EXERCISE DIRECTIONS »
Rewrite all of the entries below, changing every "positive clicks" to "foreground points" and leaving everything else unchanged. Omit the pictures from your answer.

EXERCISE MATERIAL »
----

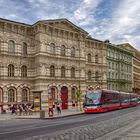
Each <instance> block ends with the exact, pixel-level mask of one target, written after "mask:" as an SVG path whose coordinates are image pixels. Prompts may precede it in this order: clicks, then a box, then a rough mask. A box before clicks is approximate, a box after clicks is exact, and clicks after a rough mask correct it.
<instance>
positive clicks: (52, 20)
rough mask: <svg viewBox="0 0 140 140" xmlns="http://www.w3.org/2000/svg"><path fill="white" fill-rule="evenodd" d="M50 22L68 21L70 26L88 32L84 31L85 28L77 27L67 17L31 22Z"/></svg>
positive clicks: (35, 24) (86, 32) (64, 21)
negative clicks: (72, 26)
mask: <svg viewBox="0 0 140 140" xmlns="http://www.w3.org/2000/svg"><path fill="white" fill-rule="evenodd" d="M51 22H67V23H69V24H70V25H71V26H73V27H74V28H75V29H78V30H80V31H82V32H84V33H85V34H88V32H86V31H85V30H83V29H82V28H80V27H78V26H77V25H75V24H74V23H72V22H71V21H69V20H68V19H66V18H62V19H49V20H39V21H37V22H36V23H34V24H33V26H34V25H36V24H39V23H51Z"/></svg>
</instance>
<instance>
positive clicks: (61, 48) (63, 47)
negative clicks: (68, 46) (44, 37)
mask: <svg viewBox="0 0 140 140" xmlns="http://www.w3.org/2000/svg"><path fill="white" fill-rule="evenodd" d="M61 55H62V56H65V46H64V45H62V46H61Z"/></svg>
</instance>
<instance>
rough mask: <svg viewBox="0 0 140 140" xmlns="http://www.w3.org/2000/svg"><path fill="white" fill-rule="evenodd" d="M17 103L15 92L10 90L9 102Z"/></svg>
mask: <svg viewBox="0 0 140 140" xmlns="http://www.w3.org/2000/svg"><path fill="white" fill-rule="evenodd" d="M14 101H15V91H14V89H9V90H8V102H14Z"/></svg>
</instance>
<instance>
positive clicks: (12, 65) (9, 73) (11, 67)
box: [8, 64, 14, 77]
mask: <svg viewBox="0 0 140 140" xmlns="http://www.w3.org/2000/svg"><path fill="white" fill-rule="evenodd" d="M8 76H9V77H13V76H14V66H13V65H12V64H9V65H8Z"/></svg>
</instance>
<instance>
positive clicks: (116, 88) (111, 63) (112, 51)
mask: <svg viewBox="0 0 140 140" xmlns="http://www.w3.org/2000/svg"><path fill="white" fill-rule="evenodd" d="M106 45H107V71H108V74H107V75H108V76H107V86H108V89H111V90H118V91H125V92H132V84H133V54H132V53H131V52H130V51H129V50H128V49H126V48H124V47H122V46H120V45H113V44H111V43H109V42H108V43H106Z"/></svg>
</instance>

----

EXERCISE RESPONSE »
Each <instance> block ends with the exact, pixel-level mask of one target, written after "mask:" as an SVG path whose coordinates are image pixels. Prompts may precede it in this order: clicks, then a box, then a rough mask. A box before clicks is approximate, a box after clicks is exact, and clicks after a rough mask correct it.
<instance>
foreground points: (52, 20)
rough mask: <svg viewBox="0 0 140 140" xmlns="http://www.w3.org/2000/svg"><path fill="white" fill-rule="evenodd" d="M50 22L68 21L70 26L88 32L84 31L85 28L77 27L67 17L31 22Z"/></svg>
foreground points: (35, 24) (86, 32) (64, 21)
negative clicks: (72, 26)
mask: <svg viewBox="0 0 140 140" xmlns="http://www.w3.org/2000/svg"><path fill="white" fill-rule="evenodd" d="M51 22H67V23H69V24H70V25H71V26H73V27H74V28H75V29H78V30H80V31H82V32H84V33H85V34H88V32H86V31H85V30H83V29H82V28H80V27H78V26H77V25H75V24H74V23H72V22H71V21H69V20H68V19H66V18H62V19H49V20H39V21H37V22H36V23H34V24H33V26H34V25H36V24H39V23H51Z"/></svg>
</instance>
<instance>
foreground points: (61, 48) (63, 47)
negative clicks: (68, 46) (44, 37)
mask: <svg viewBox="0 0 140 140" xmlns="http://www.w3.org/2000/svg"><path fill="white" fill-rule="evenodd" d="M61 55H62V56H65V46H64V45H62V46H61Z"/></svg>
</instance>
<instance>
rough mask: <svg viewBox="0 0 140 140" xmlns="http://www.w3.org/2000/svg"><path fill="white" fill-rule="evenodd" d="M17 103L15 92L10 90L9 102Z"/></svg>
mask: <svg viewBox="0 0 140 140" xmlns="http://www.w3.org/2000/svg"><path fill="white" fill-rule="evenodd" d="M14 101H15V91H14V89H9V90H8V102H14Z"/></svg>
</instance>
<instance>
foreground points: (12, 65) (9, 73) (11, 67)
box: [8, 64, 14, 77]
mask: <svg viewBox="0 0 140 140" xmlns="http://www.w3.org/2000/svg"><path fill="white" fill-rule="evenodd" d="M8 76H9V77H13V76H14V66H13V65H12V64H9V65H8Z"/></svg>
</instance>
<instance>
foreground points: (116, 88) (111, 63) (112, 51)
mask: <svg viewBox="0 0 140 140" xmlns="http://www.w3.org/2000/svg"><path fill="white" fill-rule="evenodd" d="M106 45H107V71H108V74H107V75H108V76H107V86H108V89H111V90H118V91H125V92H132V84H133V54H132V53H131V52H130V51H129V50H128V49H126V48H124V47H122V46H120V45H113V44H111V43H109V42H108V43H106Z"/></svg>
</instance>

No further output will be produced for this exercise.